SELECTED EXCERPT =
Segment Open

Antonio,I am not the only person to give Bil Jac a bad review.Did you read the comments and the review at the top of this page done by the Administrator?You have to click on Bil Jac select to see the comments and read the review.Also Jess said this food is crap and I think she knows what she is talking about!!I really trust her opinion.Just because this dog food has been around for a long time doesn't make it a good brand.Every food is only as good as it's ingredient list!!!Did you read my previous post stating all of the ingredients?I mean I don't know how else I can convince People that this food is crap!!


----------



## Michelle6 (Feb 12, 2010)

Please click on older comments and read what Dr Bill DVM has to say about Bil Jac also scroll down to the bottom and you can read my old post from yesterday Where I went through the entire ingredient list and pointed out all of the crap!!

Segment Closed

REQUIRED TASKS =
1) Print everything in the Bil Jac forum thread from "Please click on" down to "of the crap!!".
2) List every person or username named in the Bil Jac forum thread.
3) Write the next part of the Bil Jac forum thread, starting after its last post.

DATASET CONTENT =
Segment Open

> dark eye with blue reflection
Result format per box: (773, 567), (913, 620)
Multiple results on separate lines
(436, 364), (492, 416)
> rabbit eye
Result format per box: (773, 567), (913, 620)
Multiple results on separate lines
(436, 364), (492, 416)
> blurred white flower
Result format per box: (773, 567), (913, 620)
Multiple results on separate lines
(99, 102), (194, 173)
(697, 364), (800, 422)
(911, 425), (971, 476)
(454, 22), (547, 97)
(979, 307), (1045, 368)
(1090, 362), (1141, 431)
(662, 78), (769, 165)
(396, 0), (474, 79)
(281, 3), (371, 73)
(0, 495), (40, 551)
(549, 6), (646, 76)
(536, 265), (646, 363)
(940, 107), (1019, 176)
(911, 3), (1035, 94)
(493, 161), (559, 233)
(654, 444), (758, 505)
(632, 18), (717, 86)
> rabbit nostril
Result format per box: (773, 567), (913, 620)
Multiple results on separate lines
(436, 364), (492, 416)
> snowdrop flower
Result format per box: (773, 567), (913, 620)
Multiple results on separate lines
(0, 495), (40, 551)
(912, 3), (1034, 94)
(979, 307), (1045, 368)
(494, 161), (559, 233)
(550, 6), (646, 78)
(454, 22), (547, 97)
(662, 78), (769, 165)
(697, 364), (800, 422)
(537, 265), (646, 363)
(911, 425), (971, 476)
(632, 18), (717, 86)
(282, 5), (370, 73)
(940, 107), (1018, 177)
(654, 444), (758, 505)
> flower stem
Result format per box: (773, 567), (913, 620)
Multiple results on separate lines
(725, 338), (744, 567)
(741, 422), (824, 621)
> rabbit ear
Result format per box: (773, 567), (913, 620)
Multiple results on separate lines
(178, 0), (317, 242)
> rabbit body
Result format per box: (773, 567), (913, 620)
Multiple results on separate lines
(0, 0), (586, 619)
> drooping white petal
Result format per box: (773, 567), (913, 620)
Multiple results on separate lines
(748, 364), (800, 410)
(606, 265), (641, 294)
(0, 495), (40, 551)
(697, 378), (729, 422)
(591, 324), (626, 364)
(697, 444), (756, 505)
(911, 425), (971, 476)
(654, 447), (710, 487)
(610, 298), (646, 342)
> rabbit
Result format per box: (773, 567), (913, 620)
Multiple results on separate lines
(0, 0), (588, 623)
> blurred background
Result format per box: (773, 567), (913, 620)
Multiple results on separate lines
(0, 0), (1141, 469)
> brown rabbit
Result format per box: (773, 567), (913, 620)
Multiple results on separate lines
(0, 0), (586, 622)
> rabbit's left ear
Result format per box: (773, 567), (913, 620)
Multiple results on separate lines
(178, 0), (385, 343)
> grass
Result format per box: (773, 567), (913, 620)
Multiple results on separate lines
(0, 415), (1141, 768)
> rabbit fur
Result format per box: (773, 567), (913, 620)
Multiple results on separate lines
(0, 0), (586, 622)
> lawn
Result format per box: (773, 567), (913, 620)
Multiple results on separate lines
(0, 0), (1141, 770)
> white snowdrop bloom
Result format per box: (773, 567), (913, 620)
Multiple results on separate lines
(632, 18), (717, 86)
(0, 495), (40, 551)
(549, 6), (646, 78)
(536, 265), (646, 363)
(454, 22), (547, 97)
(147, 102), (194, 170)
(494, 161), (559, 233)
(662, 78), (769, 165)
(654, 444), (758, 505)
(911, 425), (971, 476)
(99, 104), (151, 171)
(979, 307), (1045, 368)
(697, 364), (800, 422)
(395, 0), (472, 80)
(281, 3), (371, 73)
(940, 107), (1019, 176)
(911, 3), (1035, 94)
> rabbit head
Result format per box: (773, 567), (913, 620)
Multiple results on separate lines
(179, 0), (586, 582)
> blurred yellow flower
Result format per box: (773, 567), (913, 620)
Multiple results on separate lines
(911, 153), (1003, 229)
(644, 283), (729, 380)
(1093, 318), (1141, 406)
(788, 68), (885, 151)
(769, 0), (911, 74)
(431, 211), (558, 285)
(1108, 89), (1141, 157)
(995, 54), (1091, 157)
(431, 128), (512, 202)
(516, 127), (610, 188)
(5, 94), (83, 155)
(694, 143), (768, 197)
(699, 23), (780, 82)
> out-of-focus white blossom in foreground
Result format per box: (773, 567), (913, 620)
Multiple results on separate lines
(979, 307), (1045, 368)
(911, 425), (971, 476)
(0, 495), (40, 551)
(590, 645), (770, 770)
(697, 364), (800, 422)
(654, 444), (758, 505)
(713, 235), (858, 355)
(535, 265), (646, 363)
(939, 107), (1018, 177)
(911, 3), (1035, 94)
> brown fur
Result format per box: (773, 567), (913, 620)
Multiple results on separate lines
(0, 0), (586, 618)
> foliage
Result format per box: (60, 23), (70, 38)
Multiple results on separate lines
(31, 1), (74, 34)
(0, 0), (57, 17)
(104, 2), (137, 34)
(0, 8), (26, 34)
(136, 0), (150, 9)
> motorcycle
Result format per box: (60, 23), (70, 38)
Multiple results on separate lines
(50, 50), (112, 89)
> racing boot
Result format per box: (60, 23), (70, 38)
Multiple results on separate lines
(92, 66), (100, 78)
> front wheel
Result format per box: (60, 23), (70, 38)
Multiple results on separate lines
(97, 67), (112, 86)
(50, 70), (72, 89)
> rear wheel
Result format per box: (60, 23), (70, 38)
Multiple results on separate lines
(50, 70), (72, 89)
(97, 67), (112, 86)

Segment Closed

ANSWERS FOR THIS EXERCISE =
1)
Please click on older comments and read what Dr Bill DVM has to say about Bil Jac also scroll down to the bottom and you can read my old post from yesterday Where I went through the entire ingredient list and pointed out all of the crap!!

2)
Antonio
Jess
Dr Bill DVM
Michelle6

3)
----------



## Antonio1 (Apr 22, 2010)

Michelle, 

Has any of those giving the bad reviews used this product before? Or are they simply piggy backing the comments on dog food analysis (which I personally think is a horrible site for rating dog food)? Because they simply put grain free foods at the top of the list, they do not actually test the products. Therefore I find no validation in their website. I can agree with you on many things, but I'm a person that like to dig the truth out of any situation, many people says dogs don't need grains they are not COWS I get that point. But can someone tell me why a dog needs a sweet potato or Irish potato anymore than he would need a grain since potato are also complex carbs? And no offense to Dr Bill I'm sure he has valuable information regarding animal health that I can learn from, but I really don't believe he has a understudy in Canine Nutrition therefore his opinion doesn't hold anymore weight than ours when it comes to the canine diet.


----------



## Antonio1 (Apr 22, 2010)

Also is organ meat (Dried Chicken Liver) a by-product or not? We can't have our cake and eat it too as the saying goes. If it's bad for one company then it's bad for the others.


----------



## Michelle6 (Feb 12, 2010)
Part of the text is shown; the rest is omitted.